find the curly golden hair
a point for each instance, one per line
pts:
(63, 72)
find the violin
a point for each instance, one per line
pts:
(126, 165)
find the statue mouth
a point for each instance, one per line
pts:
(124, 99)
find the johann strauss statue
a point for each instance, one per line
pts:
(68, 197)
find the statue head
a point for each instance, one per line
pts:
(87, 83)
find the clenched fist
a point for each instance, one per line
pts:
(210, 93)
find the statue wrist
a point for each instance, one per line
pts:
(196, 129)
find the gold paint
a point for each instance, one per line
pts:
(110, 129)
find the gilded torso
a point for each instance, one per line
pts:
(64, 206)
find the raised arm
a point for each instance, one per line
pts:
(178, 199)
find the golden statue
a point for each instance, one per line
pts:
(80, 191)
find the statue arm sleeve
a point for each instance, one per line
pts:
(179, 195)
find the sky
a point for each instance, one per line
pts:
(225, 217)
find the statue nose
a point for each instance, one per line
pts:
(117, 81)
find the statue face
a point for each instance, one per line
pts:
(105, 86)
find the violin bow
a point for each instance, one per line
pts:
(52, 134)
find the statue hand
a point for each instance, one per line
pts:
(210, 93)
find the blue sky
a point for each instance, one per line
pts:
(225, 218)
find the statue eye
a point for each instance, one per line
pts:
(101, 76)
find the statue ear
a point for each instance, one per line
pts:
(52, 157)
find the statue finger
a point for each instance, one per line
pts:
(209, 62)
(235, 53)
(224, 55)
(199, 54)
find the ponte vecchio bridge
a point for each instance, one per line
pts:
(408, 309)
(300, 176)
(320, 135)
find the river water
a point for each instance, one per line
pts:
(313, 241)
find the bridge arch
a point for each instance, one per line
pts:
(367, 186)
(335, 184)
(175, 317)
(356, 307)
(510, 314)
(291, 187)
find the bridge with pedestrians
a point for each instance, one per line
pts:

───

- [REQUIREMENT]: Reproduce exactly the lines from the one containing "find the statue mouth" through the last line of the records above, including both, and nothing else.

- [SOLUTION BELOW]:
find the statue mouth
a point for each instance, one per line
pts:
(124, 99)
find the johann strauss statue
a point for each instance, one per line
pts:
(68, 197)
find the statue head
a point for each instance, one per line
pts:
(87, 83)
find the clenched fist
a point for each instance, one per line
pts:
(210, 93)
find the statue wrist
a point for each instance, one per line
pts:
(196, 129)
find the gold paint
a point for each instance, one per line
pts:
(110, 129)
find the gilded torso
a point for each instance, one per line
pts:
(64, 206)
find the raised arm
a point for each instance, one per line
pts:
(178, 199)
find the golden statue
a point for each instance, one per line
pts:
(80, 191)
find the statue arm sleeve
a point for each instance, one per line
pts:
(179, 195)
find the sky
a point for each instance, one per line
pts:
(225, 217)
find the statue nose
a point for each instance, one per line
pts:
(117, 81)
find the statue face
a point for each instance, one per line
pts:
(105, 86)
find the violin bow
a point for each instance, one per line
pts:
(52, 134)
find the statue hand
a point for each instance, one per line
pts:
(210, 93)
find the blue sky
a point for each instance, one per line
pts:
(225, 218)
find the statue eye
a point for each instance, one per line
pts:
(101, 76)
find the statue ear
a point for each instance, one per line
pts:
(52, 157)
find the statue finger
a point for each instance, one per line
pts:
(209, 62)
(235, 53)
(224, 55)
(199, 54)
find the ponte vecchio bridge
a point for each instance, one per line
pts:
(408, 309)
(300, 176)
(320, 135)
find the river water
a point for each instance, one per line
pts:
(313, 241)
find the bridge arch
a point for each instance, one per line
pts:
(367, 186)
(335, 184)
(175, 317)
(356, 307)
(510, 314)
(291, 187)
find the bridge with pedestrians
a point for each instance, one per line
pts:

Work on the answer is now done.